SET TASK —
Revise the items below by changing every "possession chart" to "ownership chart", keeping everything else as it is.

Stored items from a collection —
---------------

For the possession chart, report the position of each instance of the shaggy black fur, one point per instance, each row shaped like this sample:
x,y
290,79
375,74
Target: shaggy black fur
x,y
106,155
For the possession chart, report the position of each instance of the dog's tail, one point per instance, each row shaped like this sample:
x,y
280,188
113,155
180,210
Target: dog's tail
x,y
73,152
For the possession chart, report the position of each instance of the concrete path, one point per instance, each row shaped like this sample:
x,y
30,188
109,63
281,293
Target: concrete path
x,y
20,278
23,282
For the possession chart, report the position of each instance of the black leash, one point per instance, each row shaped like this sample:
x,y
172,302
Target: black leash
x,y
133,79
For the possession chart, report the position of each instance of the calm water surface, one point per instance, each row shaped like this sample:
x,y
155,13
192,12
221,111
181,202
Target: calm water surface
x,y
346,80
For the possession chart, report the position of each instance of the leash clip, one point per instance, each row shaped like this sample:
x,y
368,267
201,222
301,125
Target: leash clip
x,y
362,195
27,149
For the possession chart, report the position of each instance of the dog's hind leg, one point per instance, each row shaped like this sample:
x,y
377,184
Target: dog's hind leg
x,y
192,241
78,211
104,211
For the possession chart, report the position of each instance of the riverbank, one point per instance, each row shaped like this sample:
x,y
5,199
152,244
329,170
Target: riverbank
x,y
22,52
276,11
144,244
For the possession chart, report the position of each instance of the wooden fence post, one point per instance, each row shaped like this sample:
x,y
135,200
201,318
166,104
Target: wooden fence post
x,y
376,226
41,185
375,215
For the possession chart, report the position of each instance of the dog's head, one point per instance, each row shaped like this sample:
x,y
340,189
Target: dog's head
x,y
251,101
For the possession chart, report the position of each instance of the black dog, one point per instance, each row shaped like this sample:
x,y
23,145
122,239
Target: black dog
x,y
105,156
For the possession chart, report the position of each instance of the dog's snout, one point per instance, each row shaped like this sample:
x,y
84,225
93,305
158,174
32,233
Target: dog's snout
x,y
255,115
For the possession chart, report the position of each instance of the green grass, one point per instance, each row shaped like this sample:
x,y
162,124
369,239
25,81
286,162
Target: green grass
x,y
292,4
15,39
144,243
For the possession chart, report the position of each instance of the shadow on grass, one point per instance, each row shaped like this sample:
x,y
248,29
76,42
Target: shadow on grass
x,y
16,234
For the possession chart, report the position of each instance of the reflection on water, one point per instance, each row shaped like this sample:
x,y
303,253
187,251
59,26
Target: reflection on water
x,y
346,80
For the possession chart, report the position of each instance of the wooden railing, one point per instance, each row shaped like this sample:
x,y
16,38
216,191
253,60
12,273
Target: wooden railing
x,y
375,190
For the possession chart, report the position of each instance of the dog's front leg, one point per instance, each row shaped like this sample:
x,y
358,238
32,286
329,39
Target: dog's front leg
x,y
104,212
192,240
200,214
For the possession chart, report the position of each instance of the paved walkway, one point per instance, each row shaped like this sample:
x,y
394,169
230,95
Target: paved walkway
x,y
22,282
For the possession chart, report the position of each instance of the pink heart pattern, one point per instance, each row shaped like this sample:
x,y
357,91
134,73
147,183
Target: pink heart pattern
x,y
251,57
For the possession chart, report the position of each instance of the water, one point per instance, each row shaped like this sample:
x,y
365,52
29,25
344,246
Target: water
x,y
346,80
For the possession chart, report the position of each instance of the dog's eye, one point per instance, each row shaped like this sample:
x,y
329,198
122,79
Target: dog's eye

---------------

TASK RESPONSE —
For the ownership chart, report the position of each instance of the shaggy black fur, one point per instance, each row shaped like this sample:
x,y
290,79
375,74
Target: shaggy black fur
x,y
106,155
For the ownership chart, report the position of each instance of the dog's tail, one point per instance, each row shaped like this sample:
x,y
280,188
113,155
180,210
Target: dog's tail
x,y
73,152
For the ownership chart, report the position of each instance of the concrete path, one point per instance, each row shaped like this sample:
x,y
30,188
109,63
281,293
Target: concrete path
x,y
20,278
23,282
For the ownership chart, report the position of each instance of the black leash, one point per instance, each row shaped like this sample:
x,y
172,302
Target: black leash
x,y
133,79
For the ownership chart, report the position of each instance of the calm water surface, one point per instance, each row shaped like this sample:
x,y
155,13
192,12
221,111
181,202
Target: calm water surface
x,y
346,80
For the ownership chart, report the position of each instance of the leash clip, one point per instance, each row shaped like this sample:
x,y
368,267
201,222
301,125
Target: leash clip
x,y
362,195
27,149
For the ownership chart, report the position of each instance of the dog's hind leg, one point per instance, each row shaped like this sample:
x,y
377,184
Target: dog's hind leg
x,y
192,241
78,211
104,211
For the ownership chart, report the position of each instance of the riverbank, one point per instance, each row shaped like this sample:
x,y
5,199
152,244
329,170
Target: riverbank
x,y
22,52
276,11
144,244
For the ownership chart, report the position of each instance of the wooden fence post, one point per instance, each row shaped like this sample:
x,y
135,200
201,318
166,104
Target: wooden fence post
x,y
376,226
41,185
375,215
For the ownership chart, report the position of each instance of the dog's head, one point per instance, each row shaped like this sample:
x,y
340,189
Target: dog's head
x,y
251,101
For the ownership chart, report the position of each instance of the black dog, one point per instance, each row shaped like this sample:
x,y
23,145
122,239
Target: black dog
x,y
105,156
For the ownership chart, report the position of each instance of the dog's snout, one point per instance, each row shaped like this sample:
x,y
84,225
93,305
158,174
32,233
Target: dog's snout
x,y
255,115
For the ownership chart, report the position of each instance of the green grass, one point per instance, each row shaped like this sample:
x,y
162,124
369,239
25,81
286,162
Target: green grass
x,y
292,4
15,39
144,243
For the ownership chart, report the position of each instance of the shadow on grass, one point per instance, each row shaped like this sample:
x,y
248,29
76,42
Target: shadow on grass
x,y
16,234
For the ownership chart, report the position of each instance of the reflection on water, one point per instance, each row shaped like this sample:
x,y
303,253
187,251
59,26
Target: reflection on water
x,y
346,80
For the ownership chart, report the position of each instance of the wooden railing, one point per instance, each row shaped like this sample:
x,y
16,38
216,191
253,60
12,273
Target: wooden railing
x,y
375,190
For the ownership chart, report the position of each instance of the dog's front leg, one point per instance, each row shaped like this sample:
x,y
358,238
32,286
329,39
Target: dog's front leg
x,y
104,212
192,240
200,214
For the ownership chart, report the position of each instance of the paved walkway, one point per instance, each row shaped like this sample:
x,y
394,169
230,95
Target: paved walkway
x,y
22,282
For the ownership chart, report the position of each instance of the pink heart pattern, one point per instance, each row shaped like this sample:
x,y
357,91
134,73
147,183
Target: pink heart pattern
x,y
251,57
For the ownership chart, report the position of each instance of the water, one point per instance, each row shaped like this sample:
x,y
365,52
29,25
344,246
Target: water
x,y
346,80
For the ownership chart, report the position of each instance of the dog's eye, one point per instance, each row shaped like this sample:
x,y
329,198
122,79
Target: dog's eye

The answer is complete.